** start of Records for the exercise **

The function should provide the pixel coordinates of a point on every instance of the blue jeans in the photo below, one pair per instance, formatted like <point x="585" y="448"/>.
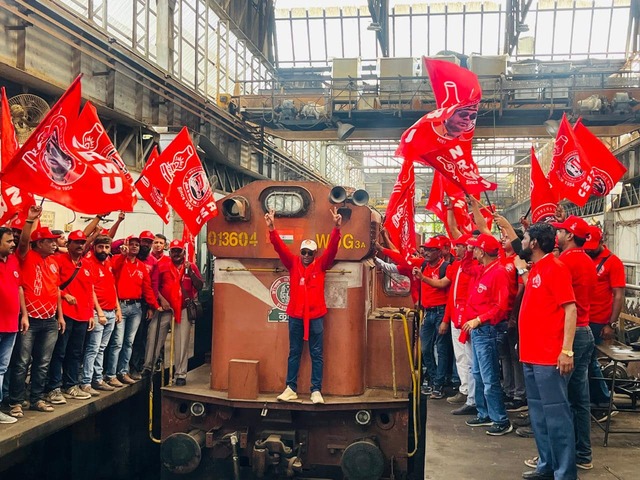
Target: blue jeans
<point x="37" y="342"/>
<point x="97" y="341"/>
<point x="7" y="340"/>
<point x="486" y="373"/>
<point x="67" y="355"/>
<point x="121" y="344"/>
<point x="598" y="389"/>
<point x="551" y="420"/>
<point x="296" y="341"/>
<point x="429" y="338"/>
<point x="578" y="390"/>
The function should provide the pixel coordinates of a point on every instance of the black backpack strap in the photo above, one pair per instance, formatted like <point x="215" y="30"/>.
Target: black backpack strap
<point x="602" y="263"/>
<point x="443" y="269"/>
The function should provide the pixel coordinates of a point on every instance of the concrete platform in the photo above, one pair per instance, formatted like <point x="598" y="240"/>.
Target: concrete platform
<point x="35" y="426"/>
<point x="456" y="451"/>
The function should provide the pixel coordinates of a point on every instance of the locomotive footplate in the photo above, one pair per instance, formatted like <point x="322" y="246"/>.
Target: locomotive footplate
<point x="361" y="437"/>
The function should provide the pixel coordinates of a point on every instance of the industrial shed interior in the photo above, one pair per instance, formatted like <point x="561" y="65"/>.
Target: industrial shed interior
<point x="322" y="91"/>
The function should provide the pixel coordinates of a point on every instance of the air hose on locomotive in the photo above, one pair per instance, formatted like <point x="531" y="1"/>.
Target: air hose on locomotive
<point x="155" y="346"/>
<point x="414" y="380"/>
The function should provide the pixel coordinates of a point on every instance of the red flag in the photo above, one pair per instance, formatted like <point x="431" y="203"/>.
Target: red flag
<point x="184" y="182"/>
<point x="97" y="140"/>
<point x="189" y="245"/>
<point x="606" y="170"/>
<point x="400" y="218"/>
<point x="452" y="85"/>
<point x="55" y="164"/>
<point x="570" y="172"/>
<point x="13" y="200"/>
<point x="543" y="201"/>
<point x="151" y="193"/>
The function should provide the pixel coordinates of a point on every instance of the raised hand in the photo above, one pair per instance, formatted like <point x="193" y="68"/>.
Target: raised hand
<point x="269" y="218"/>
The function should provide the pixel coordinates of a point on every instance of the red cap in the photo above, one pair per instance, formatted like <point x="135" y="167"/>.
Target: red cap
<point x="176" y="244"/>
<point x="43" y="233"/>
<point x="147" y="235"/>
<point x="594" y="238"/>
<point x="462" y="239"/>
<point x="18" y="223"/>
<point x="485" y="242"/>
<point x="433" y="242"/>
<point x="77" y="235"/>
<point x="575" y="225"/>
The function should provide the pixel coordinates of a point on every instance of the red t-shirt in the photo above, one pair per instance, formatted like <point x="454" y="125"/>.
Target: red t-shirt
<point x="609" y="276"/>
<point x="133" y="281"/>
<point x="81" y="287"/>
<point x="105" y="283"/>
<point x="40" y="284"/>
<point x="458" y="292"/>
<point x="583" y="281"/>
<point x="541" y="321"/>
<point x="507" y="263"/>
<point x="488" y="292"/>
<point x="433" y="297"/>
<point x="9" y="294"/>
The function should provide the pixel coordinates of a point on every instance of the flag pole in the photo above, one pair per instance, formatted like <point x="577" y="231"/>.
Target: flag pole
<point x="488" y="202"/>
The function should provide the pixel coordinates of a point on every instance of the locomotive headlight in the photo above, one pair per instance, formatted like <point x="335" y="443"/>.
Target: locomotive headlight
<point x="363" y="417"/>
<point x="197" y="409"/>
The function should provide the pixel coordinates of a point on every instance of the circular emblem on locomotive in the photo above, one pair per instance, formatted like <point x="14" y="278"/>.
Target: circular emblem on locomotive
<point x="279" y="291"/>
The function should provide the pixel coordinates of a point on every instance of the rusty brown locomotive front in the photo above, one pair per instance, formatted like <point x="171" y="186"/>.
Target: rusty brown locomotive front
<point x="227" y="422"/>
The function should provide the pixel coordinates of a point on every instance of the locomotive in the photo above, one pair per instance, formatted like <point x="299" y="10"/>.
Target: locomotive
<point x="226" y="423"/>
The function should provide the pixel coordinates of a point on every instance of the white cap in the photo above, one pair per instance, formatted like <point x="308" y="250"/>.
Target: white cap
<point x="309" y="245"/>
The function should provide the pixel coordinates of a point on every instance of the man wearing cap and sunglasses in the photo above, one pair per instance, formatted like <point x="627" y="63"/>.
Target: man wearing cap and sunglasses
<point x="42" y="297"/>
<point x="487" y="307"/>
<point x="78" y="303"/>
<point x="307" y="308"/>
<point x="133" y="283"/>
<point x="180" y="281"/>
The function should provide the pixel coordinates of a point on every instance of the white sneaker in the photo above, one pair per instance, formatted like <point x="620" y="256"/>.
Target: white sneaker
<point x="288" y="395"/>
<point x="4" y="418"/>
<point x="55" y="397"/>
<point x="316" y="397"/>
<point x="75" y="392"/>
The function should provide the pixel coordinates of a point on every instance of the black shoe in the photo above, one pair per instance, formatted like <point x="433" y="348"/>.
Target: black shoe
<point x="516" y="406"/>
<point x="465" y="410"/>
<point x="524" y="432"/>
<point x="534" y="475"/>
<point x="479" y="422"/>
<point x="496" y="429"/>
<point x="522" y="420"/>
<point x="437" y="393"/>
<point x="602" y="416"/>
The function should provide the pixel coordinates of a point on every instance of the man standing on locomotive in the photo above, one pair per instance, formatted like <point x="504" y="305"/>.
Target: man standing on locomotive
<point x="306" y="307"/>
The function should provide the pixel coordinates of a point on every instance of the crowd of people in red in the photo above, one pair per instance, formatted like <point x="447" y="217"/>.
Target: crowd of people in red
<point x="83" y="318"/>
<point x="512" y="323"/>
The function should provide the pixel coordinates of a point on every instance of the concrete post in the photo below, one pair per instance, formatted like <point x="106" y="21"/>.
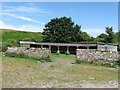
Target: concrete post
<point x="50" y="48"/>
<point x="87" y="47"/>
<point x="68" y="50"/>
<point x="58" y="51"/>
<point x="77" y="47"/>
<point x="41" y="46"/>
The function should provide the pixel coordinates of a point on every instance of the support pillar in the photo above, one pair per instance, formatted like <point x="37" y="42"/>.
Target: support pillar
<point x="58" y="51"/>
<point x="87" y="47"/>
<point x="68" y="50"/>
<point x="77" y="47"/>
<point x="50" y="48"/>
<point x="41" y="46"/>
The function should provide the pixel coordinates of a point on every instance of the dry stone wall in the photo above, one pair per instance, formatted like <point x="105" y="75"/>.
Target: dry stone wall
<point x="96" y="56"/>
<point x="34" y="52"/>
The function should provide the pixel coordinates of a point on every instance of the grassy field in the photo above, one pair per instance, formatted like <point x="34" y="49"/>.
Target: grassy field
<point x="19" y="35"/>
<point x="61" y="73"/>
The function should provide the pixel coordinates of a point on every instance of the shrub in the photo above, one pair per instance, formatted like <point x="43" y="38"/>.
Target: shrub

** end of Records for the exercise **

Task objective: Turn the listing above into a numbered list with one line per entry, skipping blank lines and leaving out the pictures.

Solution for this exercise:
1. The function should provide the pixel coordinates of a point on every instance of the blue jeans in the photo below, one pair per instance, formatted like <point x="585" y="448"/>.
2. Target: blue jeans
3. <point x="37" y="342"/>
4. <point x="97" y="341"/>
5. <point x="7" y="340"/>
6. <point x="486" y="373"/>
7. <point x="67" y="355"/>
8. <point x="121" y="344"/>
9. <point x="598" y="389"/>
10. <point x="551" y="420"/>
11. <point x="296" y="341"/>
12. <point x="429" y="338"/>
13. <point x="578" y="390"/>
14. The function should provide the pixel coordinates of a point on every instance of the black backpack strap in the photo above, one pair per instance, formatted like <point x="215" y="30"/>.
15. Target: black backpack strap
16. <point x="602" y="263"/>
17. <point x="443" y="269"/>
18. The function should provide the pixel coordinates of a point on every instance of the concrete platform in the photo above, one pair per instance, formatted like <point x="598" y="240"/>.
19. Target: concrete platform
20. <point x="35" y="426"/>
21. <point x="456" y="451"/>
22. The function should provide the pixel coordinates of a point on every instance of the locomotive footplate in the photo above, one pair per instance, formatted like <point x="322" y="246"/>.
23. Target: locomotive footplate
24. <point x="361" y="437"/>
25. The function should provide the pixel coordinates of a point on every instance of the industrial shed interior in the photo above, one pair per instance, formatted like <point x="561" y="65"/>.
26. Target: industrial shed interior
27. <point x="322" y="91"/>
28. The function should provide the pixel coordinates of a point on every instance of the air hose on locomotive in the photo above, one pair per instance, formatted like <point x="531" y="1"/>.
29. Target: air hose on locomotive
30. <point x="155" y="346"/>
31. <point x="414" y="380"/>
32. The function should provide the pixel coordinates of a point on every instance of the red flag in the photo above, one pair per instance, formatted like <point x="431" y="203"/>.
33. Target: red flag
34. <point x="184" y="182"/>
35. <point x="97" y="140"/>
36. <point x="189" y="245"/>
37. <point x="606" y="170"/>
38. <point x="400" y="218"/>
39. <point x="452" y="85"/>
40. <point x="55" y="164"/>
41. <point x="570" y="172"/>
42. <point x="13" y="200"/>
43. <point x="543" y="201"/>
44. <point x="151" y="193"/>
45. The function should provide the pixel coordinates of a point on every instance of the raised hand in the photo above, one pair per instance, formatted like <point x="193" y="68"/>.
46. Target: raised hand
47. <point x="269" y="218"/>
48. The function should provide the pixel coordinates of a point on every instance of the red cap in the photo above, one pair per instance, formatted like <point x="135" y="167"/>.
49. Target: red cap
50. <point x="176" y="244"/>
51. <point x="43" y="233"/>
52. <point x="147" y="235"/>
53. <point x="594" y="238"/>
54. <point x="462" y="239"/>
55. <point x="18" y="223"/>
56. <point x="485" y="242"/>
57. <point x="433" y="242"/>
58. <point x="77" y="235"/>
59. <point x="575" y="225"/>
60. The function should provide the pixel coordinates of a point on every instance of the red t-shirt in the photo above, one pair per instance, formatted like <point x="454" y="125"/>.
61. Target: red t-shirt
62. <point x="609" y="276"/>
63. <point x="133" y="281"/>
64. <point x="81" y="287"/>
65. <point x="105" y="283"/>
66. <point x="40" y="284"/>
67. <point x="458" y="292"/>
68. <point x="583" y="281"/>
69. <point x="541" y="321"/>
70. <point x="507" y="263"/>
71. <point x="488" y="292"/>
72. <point x="433" y="297"/>
73. <point x="9" y="294"/>
74. The function should provide the pixel coordinates of a point on every instance of the flag pole in the photo above, one pair per instance, formatted like <point x="577" y="231"/>.
75. Target: flag pole
76. <point x="488" y="202"/>
77. The function should provide the pixel coordinates of a point on every instance of the locomotive headlight in the photo above, one pair per instance, formatted like <point x="335" y="443"/>.
78. Target: locomotive headlight
79. <point x="363" y="417"/>
80. <point x="197" y="409"/>
81. The function should provide the pixel coordinates of a point on every instance of the circular emblem on locomotive in the photo above, one pair per instance, formatted like <point x="14" y="278"/>.
82. Target: circular emblem on locomotive
83. <point x="279" y="291"/>
84. The function should provide the pixel coordinates of a point on every instance of the rusty brown locomotive front in the photo above, one pair per instance, formatted like <point x="171" y="186"/>.
85. Target: rusty brown locomotive front
86. <point x="227" y="422"/>
87. The function should provide the pixel coordinates of a point on every instance of the locomotive in the photo above, one pair per instance, formatted like <point x="299" y="10"/>.
88. Target: locomotive
89. <point x="226" y="423"/>
90. The function should provide the pixel coordinates of a point on every instance of the white cap in the photo above, one pair per instance, formatted like <point x="308" y="250"/>.
91. Target: white cap
92. <point x="309" y="245"/>
93. The function should provide the pixel coordinates of a point on every instance of the man wearing cap and sunglasses in the photo above, one pair per instance, formatted like <point x="627" y="63"/>.
94. Target: man wearing cap and sunglasses
95. <point x="42" y="297"/>
96. <point x="487" y="307"/>
97. <point x="78" y="303"/>
98. <point x="307" y="308"/>
99. <point x="133" y="283"/>
100. <point x="180" y="281"/>
101. The function should provide the pixel coordinates of a point on every instance of the white sneaker in the photo above, one pair per instance, formatted like <point x="620" y="256"/>.
102. Target: white sneaker
103. <point x="288" y="395"/>
104. <point x="4" y="418"/>
105. <point x="55" y="397"/>
106. <point x="316" y="397"/>
107. <point x="75" y="392"/>
108. The function should provide the pixel coordinates of a point on every instance of the black shoe in the photo above, one pair per instance, formatted like <point x="433" y="348"/>.
109. Target: black shoe
110. <point x="516" y="406"/>
111. <point x="465" y="410"/>
112. <point x="524" y="432"/>
113. <point x="534" y="475"/>
114. <point x="479" y="422"/>
115. <point x="496" y="429"/>
116. <point x="522" y="420"/>
117. <point x="437" y="393"/>
118. <point x="602" y="416"/>
119. The function should provide the pixel coordinates of a point on every instance of the man standing on locomotive in the photo above, one pair per instance, formatted like <point x="504" y="305"/>.
120. Target: man standing on locomotive
121. <point x="306" y="307"/>
122. The function should provide the pixel coordinates of a point on every instance of the crowd of people in red in the photo above, one pair per instance, formatted like <point x="447" y="217"/>.
123. Target: crowd of people in red
124. <point x="83" y="318"/>
125. <point x="512" y="323"/>
126. The function should provide the pixel coordinates of a point on every instance of the concrete post in the photo below, one pair per instance, formatted like <point x="106" y="21"/>.
127. Target: concrete post
128. <point x="50" y="48"/>
129. <point x="87" y="47"/>
130. <point x="68" y="50"/>
131. <point x="58" y="51"/>
132. <point x="77" y="47"/>
133. <point x="41" y="46"/>
134. The function should provide the pixel coordinates of a point on every instance of the support pillar in the photo above, one pair per instance, formatted like <point x="37" y="42"/>.
135. Target: support pillar
136. <point x="58" y="51"/>
137. <point x="87" y="47"/>
138. <point x="68" y="50"/>
139. <point x="77" y="47"/>
140. <point x="50" y="48"/>
141. <point x="41" y="46"/>
142. The function should provide the pixel coordinates of a point on every instance of the dry stone wall in the photo above, one pair per instance, formatted like <point x="105" y="75"/>.
143. Target: dry stone wall
144. <point x="96" y="56"/>
145. <point x="34" y="52"/>
146. The function should provide the pixel coordinates of a point on every instance of the grassy field in the photo above, one pair per instance, formatted like <point x="34" y="49"/>.
147. Target: grassy field
148. <point x="19" y="35"/>
149. <point x="61" y="73"/>
150. The function should provide the pixel coordinates of a point on every instance of the shrub in the photo above, one pair per instance, formatted like <point x="43" y="38"/>.
151. Target: shrub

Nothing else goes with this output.